◆ Exercise aim
All entries below are to be set down again, identical to the source.

◆ Dataset extract
>>>
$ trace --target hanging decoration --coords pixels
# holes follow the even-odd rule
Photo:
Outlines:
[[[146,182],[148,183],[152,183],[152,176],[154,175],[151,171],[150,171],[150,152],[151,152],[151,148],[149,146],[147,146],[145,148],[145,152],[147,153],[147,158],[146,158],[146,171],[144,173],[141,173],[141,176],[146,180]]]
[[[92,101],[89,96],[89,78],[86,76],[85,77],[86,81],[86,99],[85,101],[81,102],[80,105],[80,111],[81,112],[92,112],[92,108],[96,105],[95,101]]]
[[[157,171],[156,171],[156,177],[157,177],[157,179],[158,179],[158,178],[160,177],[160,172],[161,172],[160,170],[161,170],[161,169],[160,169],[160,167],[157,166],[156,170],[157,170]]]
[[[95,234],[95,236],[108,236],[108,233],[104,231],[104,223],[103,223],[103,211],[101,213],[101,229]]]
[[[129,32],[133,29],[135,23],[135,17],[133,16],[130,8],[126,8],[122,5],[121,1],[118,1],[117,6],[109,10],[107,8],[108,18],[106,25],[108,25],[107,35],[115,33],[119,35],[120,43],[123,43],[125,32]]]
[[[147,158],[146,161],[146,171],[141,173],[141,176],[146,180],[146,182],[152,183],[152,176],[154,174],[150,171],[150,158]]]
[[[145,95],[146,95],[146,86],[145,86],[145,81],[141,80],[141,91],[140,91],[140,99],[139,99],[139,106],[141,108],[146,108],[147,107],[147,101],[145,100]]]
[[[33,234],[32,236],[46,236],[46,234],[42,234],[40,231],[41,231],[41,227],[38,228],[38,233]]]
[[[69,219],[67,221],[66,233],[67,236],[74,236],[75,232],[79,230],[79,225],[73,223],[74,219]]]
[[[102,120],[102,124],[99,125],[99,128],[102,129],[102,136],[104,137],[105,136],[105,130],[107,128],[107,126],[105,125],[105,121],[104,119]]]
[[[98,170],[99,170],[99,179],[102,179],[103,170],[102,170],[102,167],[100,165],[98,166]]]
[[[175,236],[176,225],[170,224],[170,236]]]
<<<
◆ Full answer
$ trace --target hanging decoration --coords pixels
# holes follow the even-odd rule
Photo:
Outlines:
[[[146,182],[148,183],[152,183],[152,176],[154,175],[151,171],[150,171],[150,152],[151,152],[151,148],[149,146],[147,146],[145,148],[145,152],[147,153],[147,158],[146,158],[146,171],[144,173],[141,173],[141,176],[146,180]]]
[[[92,101],[89,96],[89,78],[86,76],[85,77],[86,81],[86,99],[85,101],[81,102],[80,105],[80,111],[81,112],[92,112],[92,108],[96,105],[95,101]]]
[[[157,171],[156,171],[156,177],[157,177],[157,179],[158,179],[158,178],[160,177],[160,172],[161,172],[160,170],[161,170],[161,169],[160,169],[160,167],[157,166],[156,170],[157,170]]]
[[[95,234],[95,236],[108,236],[108,233],[104,231],[104,223],[103,223],[103,211],[101,213],[101,229]]]
[[[129,32],[133,29],[135,23],[135,17],[133,16],[130,8],[126,8],[122,5],[121,1],[118,1],[117,6],[109,10],[107,8],[108,18],[106,25],[108,25],[107,35],[115,33],[119,35],[120,43],[123,43],[125,32]]]
[[[147,158],[146,161],[146,171],[141,173],[141,176],[146,180],[146,182],[152,183],[152,176],[154,174],[150,171],[150,158]]]
[[[145,95],[146,95],[146,86],[145,86],[145,81],[141,80],[141,91],[140,91],[140,99],[139,99],[139,106],[141,108],[146,108],[147,107],[147,101],[145,100]]]
[[[33,234],[32,236],[46,236],[46,234],[42,234],[40,231],[41,231],[41,227],[38,228],[38,233]]]
[[[69,219],[67,221],[66,233],[67,236],[74,236],[75,232],[79,230],[79,225],[73,223],[74,219]]]
[[[102,120],[102,124],[99,125],[99,128],[102,129],[102,136],[104,137],[105,136],[105,130],[107,128],[107,126],[105,125],[105,121],[104,119]]]
[[[98,170],[99,170],[99,179],[102,179],[103,170],[102,170],[102,167],[100,165],[98,166]]]
[[[175,236],[176,225],[170,224],[170,236]]]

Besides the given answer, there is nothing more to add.